● What you will do
a: In the article on the FDA panel's lens vote, what was the panel's vote on whether the Trulign Toric lens is effective?
b: Carry on the article on the FDA panel's lens vote, picking up right after its last sentence.

An FDA advisory panel agreed today to recommend that the federal watchdog agency approve Bausch + Lomb’s first-of-a-kind intraocular lens for patients who have had a cataract removed and would like to, without glasses, have improved distance vision and reduced residual refractive cylinder.
The panel voted 10-0 with 2 abstentions that Bausch + Lomb proved the Trulign Toric posterior chamber intraocular lens is safe; 10-1 with 1 abstention that the device is effective; and 10-1 with 1 abstention that its benefits outweight its risks.
The Trulign Toric lens is intended for implantation in the capsular bag of the eye in adult patients to visually correct aphakia and postoperative refractive astigmatism, according to the FDA.
"Trulign Toric provides approximately 1 diopter of monocular accommodation, which allows for near, intermediate, and distance vision without spectacles," according to the agency.
Only 1 accommodating intraocular lens platform comprised of several models of the Crystalens Accommodating Posterior Chamber intraocular lens has been approved to date, according to the FDA. So far, no intraocular lenses designed to provide both accommodation and correction for astigmatism, as Trulign Toric promises to do, have been approved.
Trulign Toric is a modification to the currently approved Crystalens Five-O IOL, with the only difference being that Trulign is an incorporated toroidal posterior optic surface, according to the agency.

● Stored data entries
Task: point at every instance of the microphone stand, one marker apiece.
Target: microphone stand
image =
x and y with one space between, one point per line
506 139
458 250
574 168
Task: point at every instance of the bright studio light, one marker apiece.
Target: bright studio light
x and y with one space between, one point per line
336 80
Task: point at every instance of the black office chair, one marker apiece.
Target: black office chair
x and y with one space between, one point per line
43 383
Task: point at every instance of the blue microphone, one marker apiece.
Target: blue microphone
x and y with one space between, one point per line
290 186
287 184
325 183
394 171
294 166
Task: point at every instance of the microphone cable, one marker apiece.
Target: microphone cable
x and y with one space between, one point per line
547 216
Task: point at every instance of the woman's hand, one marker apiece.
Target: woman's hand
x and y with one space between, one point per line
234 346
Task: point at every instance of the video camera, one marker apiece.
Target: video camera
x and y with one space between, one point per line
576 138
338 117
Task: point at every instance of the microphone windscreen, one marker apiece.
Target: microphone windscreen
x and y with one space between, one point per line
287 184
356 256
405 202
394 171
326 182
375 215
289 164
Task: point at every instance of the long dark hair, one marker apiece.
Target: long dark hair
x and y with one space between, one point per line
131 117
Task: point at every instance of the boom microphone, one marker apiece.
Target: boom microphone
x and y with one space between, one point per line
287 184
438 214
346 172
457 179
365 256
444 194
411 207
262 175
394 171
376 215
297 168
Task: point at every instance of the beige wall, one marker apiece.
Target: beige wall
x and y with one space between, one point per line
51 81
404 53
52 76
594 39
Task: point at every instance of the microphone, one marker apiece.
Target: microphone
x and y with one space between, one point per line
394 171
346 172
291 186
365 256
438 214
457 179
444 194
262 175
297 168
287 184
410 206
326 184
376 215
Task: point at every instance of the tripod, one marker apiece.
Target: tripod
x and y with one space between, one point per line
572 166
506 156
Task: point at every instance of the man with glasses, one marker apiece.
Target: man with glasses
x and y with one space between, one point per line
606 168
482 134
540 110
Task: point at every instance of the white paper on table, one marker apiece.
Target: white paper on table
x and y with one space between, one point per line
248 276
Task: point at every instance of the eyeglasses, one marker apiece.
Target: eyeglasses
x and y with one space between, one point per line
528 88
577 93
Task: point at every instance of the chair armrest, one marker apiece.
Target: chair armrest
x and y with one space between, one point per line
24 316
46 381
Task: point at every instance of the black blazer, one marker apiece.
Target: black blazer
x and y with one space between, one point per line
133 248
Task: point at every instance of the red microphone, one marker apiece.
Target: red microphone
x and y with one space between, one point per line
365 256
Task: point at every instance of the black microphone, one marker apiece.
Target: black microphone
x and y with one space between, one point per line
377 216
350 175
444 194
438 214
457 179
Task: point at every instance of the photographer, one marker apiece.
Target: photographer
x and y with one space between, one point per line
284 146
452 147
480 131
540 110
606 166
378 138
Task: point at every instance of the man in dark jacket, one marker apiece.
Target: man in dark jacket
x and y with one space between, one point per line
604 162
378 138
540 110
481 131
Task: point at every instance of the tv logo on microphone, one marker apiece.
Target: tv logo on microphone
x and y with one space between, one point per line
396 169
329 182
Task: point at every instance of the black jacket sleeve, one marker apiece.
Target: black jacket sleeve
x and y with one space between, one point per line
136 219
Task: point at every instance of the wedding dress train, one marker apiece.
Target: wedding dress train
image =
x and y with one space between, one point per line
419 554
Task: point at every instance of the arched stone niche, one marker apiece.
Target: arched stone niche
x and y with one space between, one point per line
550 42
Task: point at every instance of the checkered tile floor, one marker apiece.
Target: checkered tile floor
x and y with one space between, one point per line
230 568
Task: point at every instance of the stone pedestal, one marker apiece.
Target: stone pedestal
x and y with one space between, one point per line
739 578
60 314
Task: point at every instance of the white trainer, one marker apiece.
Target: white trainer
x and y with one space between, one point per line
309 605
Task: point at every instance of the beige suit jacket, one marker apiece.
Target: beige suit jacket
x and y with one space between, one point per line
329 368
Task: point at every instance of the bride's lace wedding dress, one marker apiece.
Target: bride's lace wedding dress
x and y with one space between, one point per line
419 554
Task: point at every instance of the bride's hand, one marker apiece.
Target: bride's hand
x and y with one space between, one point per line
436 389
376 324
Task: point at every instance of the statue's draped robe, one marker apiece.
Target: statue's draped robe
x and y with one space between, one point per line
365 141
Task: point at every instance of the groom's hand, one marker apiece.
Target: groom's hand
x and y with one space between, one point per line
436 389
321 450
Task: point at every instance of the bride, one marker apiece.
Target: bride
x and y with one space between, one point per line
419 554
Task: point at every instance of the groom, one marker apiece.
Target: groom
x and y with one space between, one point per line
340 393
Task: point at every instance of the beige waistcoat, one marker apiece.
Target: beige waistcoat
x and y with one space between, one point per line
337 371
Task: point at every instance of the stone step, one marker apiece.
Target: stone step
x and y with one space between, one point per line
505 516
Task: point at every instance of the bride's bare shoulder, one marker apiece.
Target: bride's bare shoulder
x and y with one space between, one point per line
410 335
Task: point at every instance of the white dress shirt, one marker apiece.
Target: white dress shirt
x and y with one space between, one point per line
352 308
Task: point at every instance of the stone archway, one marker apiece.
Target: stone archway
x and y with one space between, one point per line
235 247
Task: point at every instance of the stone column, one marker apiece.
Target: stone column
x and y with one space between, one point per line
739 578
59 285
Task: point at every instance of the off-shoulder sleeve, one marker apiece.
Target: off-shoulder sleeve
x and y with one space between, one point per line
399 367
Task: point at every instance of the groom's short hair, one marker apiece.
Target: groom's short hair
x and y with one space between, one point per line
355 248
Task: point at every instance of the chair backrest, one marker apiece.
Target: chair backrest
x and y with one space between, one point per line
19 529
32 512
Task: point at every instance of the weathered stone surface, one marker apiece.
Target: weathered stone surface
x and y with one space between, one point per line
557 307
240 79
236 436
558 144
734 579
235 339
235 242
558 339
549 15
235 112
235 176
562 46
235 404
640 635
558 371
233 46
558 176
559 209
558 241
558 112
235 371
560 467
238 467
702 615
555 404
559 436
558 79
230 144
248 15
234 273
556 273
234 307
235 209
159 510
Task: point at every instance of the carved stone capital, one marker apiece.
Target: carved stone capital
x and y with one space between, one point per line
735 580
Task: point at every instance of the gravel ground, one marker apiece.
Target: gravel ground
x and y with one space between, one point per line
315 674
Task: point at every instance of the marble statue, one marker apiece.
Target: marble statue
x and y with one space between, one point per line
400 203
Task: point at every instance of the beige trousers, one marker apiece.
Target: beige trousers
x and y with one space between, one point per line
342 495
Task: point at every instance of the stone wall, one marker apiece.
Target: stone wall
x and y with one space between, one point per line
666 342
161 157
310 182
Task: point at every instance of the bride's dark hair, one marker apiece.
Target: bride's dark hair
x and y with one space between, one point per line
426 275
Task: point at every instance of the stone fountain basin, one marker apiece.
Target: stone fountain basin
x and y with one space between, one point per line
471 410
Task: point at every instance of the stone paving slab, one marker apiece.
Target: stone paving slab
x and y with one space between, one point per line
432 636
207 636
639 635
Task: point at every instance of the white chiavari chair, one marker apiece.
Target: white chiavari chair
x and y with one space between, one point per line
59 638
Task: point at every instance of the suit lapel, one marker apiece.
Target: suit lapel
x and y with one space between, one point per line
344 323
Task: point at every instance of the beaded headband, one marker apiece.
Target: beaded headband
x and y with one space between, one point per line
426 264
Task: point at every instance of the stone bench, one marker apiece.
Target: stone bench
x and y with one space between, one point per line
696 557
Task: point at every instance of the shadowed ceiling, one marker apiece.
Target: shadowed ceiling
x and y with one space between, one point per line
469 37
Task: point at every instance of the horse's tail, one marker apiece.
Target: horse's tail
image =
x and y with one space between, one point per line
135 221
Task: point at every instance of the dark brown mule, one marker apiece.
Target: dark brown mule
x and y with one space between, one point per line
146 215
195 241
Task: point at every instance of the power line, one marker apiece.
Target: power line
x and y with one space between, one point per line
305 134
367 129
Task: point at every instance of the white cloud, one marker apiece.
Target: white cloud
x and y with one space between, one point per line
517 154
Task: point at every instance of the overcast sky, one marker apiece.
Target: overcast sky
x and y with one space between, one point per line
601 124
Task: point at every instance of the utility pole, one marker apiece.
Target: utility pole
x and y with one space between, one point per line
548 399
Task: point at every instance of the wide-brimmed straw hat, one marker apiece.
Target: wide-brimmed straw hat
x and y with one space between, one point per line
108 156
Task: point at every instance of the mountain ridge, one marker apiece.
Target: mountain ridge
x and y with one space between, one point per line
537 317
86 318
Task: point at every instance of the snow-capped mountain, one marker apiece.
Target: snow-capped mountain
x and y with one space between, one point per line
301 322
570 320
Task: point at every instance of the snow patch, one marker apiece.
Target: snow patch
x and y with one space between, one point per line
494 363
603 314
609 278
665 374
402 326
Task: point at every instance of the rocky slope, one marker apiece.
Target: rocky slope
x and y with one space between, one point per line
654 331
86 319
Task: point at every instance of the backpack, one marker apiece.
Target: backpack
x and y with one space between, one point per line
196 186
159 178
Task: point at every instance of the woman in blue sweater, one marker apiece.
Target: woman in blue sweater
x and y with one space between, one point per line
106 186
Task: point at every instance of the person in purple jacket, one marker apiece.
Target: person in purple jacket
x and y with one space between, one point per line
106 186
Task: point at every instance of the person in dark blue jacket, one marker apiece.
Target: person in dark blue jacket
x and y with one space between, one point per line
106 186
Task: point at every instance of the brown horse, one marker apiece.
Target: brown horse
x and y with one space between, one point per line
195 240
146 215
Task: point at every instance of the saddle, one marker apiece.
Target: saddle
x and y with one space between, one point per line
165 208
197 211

● Set of answers
a: 10-1 with 1 abstention.

b:
In comments released prior to the meeting, the FDA underscored several postmarket issues for Trulign Toric. Premarket performance data for the lens does not reflect real-world device experience due to highly selected centers and study population and additional real-world performance data is needed, including device safety, long-term performance and the evaluation of performance in sub-groups, the agency said.
With those concerns in mind, FDA asked its Opthalmic Devices Panel today to discuss whether there is a need for postmarket evaluation of the real-world device performance, including whether the following are appropriate: the company’s study question and design, safety and effectiveness endpoints and length of follow-up for long-term evaluation. Also, the agency asked the panel to discuss whether there is a need for evaluation of performance in subgroups.